EXTRAIT À LIRE ::

---*---

Illustration: Léa Robitaille/Le Verbe
Illustration: Léa Robitaille/Le Verbe

Idéologie, quand tu nous tiens…

Depuis quelque temps déjà, on entend ici et là dans le débat public le mot « idéologique » employé comme une accusation, comme une manière de discréditer l’opinion de quelqu’un sous prétexte qu’il ne ferait qu’appliquer un credo quelconque.

Bien que je trouve que l’idéologie a le dos large ces temps-ci, il n’en demeure pas moins qu’elle représente effectivement un risque, spécialement pour nous Québécois, qui avons hérité, de notre culture française, ce gout naturel pour les idées. C’est ce qu’a démontré récemment un excellent reportage de Radio-Canada qui a décrit le climat de censure qui règne dans certaines de nos universités.

Comme chrétiens, nous ne sommes pas à l’abri de cette tendance. On peut d’ailleurs le constater chaque fois que la foi est instrumentalisée par une tendance politique ou une autre.

---*---

DONNÉES FOURNIES ::
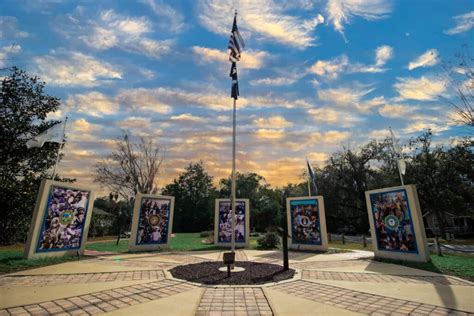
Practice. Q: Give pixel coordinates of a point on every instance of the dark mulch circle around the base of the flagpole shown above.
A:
(255, 273)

---*---

CONSIGNE :: Recopiez sans rien changer le passage de l'extrait sur l'idéologie qui commence aux mots « Idéologie, quand tu » et se termine après « de nos universités. ».

RÉPONSE À L'EXERCICE ::
Idéologie, quand tu nous tiens…

Depuis quelque temps déjà, on entend ici et là dans le débat public le mot « idéologique » employé comme une accusation, comme une manière de discréditer l’opinion de quelqu’un sous prétexte qu’il ne ferait qu’appliquer un credo quelconque.

Bien que je trouve que l’idéologie a le dos large ces temps-ci, il n’en demeure pas moins qu’elle représente effectivement un risque, spécialement pour nous Québécois, qui avons hérité, de notre culture française, ce gout naturel pour les idées. C’est ce qu’a démontré récemment un excellent reportage de Radio-Canada qui a décrit le climat de censure qui règne dans certaines de nos universités.